#### Assigned task
Among these records, which lines include "damaged"? Copy them out.

Stored dataset items:
******
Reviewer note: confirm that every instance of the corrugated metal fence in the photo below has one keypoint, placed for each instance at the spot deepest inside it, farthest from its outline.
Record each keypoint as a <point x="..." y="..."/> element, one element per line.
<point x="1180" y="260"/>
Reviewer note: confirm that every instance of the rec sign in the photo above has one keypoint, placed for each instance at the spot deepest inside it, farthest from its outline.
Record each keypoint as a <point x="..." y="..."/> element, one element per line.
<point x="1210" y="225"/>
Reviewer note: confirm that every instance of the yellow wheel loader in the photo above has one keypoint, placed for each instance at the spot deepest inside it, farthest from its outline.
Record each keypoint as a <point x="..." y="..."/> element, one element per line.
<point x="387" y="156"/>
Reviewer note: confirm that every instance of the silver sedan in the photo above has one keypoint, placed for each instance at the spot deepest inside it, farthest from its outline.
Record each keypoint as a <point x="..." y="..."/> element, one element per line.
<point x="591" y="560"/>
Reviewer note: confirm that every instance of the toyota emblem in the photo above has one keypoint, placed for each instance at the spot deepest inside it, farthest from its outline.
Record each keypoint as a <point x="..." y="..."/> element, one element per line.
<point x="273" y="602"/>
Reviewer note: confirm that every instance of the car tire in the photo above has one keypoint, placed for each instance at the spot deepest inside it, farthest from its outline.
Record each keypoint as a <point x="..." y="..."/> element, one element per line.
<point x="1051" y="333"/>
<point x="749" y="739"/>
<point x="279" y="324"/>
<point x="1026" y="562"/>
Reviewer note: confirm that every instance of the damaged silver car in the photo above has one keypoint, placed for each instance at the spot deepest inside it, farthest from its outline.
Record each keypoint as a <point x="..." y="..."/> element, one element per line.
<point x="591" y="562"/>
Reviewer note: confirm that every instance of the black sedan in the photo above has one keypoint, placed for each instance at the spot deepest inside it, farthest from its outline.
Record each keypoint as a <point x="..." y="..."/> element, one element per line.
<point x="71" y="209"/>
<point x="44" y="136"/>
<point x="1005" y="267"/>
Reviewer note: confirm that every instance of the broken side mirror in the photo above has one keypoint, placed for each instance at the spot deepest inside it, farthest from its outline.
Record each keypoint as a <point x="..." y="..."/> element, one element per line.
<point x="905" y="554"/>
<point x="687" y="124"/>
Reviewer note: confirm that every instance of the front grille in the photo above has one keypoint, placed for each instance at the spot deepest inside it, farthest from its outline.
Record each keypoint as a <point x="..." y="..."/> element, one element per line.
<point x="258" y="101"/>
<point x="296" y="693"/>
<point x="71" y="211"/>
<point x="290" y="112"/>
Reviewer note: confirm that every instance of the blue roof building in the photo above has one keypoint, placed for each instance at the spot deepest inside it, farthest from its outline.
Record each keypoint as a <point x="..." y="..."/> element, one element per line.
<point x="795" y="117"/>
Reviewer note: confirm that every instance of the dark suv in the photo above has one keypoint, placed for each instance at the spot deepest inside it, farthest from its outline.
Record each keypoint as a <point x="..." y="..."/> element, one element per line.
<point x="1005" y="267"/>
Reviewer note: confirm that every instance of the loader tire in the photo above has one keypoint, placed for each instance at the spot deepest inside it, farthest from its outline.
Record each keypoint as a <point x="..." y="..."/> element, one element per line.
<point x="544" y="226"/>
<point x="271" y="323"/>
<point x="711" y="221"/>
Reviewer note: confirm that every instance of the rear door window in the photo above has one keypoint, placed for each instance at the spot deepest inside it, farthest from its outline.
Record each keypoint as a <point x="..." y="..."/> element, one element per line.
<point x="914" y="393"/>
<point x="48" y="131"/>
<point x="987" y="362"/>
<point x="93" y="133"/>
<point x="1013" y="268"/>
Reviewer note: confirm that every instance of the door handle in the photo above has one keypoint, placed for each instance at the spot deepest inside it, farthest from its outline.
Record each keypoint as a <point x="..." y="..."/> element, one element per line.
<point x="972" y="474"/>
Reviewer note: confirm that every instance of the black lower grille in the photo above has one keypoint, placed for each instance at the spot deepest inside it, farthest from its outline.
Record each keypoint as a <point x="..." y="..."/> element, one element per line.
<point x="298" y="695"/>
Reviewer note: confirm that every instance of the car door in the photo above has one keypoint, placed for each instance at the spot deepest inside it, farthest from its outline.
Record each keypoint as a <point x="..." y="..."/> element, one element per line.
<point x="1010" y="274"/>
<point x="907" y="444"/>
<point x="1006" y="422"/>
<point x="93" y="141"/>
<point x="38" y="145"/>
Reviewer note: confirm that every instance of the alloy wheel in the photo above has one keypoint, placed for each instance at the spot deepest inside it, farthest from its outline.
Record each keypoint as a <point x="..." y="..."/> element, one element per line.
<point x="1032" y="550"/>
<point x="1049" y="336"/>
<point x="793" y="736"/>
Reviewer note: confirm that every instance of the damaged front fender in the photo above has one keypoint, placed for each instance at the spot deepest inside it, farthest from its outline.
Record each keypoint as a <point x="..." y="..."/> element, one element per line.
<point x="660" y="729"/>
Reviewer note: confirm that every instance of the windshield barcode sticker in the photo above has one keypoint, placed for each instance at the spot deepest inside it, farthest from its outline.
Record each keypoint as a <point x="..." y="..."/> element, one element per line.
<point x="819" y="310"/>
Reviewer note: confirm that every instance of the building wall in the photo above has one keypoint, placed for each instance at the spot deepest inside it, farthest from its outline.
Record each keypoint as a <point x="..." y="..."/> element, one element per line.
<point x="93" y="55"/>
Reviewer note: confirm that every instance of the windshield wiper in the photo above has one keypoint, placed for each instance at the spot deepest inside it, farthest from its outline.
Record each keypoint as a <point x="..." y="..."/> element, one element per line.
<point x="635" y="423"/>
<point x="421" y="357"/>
******
#### Reply
Reviewer note: confirm that every instance of the damaged silver car in the photo above has one keypoint, placed for each instance at the spot deepest inside it, farthest from its outline.
Reviewer note: confirm that every instance of the damaged front fender in the photo above has one keypoint, placed for each instance at the spot deepest inside it, farthest from its outline.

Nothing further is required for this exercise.